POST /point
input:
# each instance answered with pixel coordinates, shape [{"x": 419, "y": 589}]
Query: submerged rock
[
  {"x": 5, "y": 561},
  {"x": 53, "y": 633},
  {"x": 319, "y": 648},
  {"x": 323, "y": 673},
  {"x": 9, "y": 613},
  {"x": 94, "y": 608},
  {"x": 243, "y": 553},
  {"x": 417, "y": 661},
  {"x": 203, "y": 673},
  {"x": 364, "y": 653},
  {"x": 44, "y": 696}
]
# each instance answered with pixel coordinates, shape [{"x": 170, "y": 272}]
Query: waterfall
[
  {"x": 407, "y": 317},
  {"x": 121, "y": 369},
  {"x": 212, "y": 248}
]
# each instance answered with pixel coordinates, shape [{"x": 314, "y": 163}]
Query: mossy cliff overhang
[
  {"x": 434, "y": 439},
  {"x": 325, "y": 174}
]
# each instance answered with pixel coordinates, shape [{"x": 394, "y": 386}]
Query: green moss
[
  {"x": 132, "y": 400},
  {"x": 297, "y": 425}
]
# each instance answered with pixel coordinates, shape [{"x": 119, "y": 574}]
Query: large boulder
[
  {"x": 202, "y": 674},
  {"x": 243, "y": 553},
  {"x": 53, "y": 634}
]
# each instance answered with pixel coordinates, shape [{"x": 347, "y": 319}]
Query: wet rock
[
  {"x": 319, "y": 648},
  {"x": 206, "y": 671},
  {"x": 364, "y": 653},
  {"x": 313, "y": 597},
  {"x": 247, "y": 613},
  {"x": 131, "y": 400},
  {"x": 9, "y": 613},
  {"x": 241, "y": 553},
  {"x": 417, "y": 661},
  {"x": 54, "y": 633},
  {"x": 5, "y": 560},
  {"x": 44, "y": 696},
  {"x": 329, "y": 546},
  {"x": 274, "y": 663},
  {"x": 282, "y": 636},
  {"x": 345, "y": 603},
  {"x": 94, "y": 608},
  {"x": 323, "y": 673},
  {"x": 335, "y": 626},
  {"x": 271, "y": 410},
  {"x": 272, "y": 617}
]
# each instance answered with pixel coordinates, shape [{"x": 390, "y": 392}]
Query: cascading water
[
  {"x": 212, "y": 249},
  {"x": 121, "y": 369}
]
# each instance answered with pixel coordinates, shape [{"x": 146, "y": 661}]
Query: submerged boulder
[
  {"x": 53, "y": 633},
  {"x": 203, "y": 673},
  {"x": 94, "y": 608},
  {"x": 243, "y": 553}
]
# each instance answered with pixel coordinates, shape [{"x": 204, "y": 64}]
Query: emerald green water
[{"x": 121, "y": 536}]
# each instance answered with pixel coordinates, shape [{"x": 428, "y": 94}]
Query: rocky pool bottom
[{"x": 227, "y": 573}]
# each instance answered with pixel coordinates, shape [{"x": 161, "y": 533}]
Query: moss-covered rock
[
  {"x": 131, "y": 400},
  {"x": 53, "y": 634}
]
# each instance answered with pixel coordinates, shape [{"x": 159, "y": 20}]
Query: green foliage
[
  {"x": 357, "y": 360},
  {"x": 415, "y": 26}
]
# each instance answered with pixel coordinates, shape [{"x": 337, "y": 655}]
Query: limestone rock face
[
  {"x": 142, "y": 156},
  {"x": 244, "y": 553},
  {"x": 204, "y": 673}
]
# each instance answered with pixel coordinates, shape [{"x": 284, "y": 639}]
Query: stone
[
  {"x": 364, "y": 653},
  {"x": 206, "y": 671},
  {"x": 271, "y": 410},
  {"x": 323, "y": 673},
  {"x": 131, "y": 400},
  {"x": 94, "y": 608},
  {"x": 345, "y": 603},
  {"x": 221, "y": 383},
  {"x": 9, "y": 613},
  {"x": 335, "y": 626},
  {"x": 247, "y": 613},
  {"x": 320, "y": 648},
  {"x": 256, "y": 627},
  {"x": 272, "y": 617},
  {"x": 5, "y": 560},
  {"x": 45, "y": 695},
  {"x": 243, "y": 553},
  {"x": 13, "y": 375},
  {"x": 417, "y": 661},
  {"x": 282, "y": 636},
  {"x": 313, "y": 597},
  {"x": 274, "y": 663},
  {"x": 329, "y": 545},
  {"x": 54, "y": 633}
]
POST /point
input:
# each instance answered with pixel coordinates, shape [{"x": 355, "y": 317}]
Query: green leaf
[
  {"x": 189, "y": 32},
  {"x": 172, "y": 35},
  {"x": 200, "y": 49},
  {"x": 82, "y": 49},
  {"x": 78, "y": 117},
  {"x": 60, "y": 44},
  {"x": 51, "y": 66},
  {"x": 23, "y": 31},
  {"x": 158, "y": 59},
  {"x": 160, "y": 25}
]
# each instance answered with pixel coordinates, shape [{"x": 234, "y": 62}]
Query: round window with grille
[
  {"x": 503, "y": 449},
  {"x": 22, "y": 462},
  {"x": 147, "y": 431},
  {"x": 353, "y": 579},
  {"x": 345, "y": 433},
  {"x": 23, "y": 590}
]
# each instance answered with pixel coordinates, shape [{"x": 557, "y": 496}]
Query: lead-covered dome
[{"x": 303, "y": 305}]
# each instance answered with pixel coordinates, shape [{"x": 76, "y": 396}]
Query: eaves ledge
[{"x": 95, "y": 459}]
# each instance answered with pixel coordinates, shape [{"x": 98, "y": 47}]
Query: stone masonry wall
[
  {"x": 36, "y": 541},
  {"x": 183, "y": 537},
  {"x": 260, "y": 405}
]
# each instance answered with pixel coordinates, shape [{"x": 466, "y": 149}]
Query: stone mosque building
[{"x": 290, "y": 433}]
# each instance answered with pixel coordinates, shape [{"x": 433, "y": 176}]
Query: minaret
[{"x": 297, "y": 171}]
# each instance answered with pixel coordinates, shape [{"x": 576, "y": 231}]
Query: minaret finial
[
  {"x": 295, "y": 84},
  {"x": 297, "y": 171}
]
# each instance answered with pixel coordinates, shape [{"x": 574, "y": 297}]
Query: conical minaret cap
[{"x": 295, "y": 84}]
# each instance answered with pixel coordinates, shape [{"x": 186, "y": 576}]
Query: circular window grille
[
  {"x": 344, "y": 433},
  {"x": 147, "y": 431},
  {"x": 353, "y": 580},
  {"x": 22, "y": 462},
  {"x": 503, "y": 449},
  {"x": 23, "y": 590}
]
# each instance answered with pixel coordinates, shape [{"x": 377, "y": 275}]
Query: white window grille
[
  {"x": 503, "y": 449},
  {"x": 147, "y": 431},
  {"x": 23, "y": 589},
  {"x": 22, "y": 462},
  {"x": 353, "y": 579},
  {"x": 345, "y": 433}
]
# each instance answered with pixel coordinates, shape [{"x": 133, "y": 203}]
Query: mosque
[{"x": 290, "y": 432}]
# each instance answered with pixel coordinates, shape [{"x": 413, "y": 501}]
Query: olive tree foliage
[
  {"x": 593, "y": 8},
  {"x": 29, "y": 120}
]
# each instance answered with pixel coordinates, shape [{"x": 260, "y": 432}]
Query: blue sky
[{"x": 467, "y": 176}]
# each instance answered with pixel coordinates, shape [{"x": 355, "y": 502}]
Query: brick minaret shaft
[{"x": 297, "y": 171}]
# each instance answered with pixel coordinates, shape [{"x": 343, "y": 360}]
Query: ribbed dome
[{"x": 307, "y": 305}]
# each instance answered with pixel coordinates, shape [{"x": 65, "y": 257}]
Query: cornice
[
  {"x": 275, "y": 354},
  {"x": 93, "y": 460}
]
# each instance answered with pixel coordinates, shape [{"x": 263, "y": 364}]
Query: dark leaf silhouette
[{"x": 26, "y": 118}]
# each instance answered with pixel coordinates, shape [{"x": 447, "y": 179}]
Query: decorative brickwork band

━━━━━━━━━━━━━━━━━━━━

**Goal of the exercise**. Count how many lines in the rows above contain the string "submerged", and give only that number.

**The response**. 2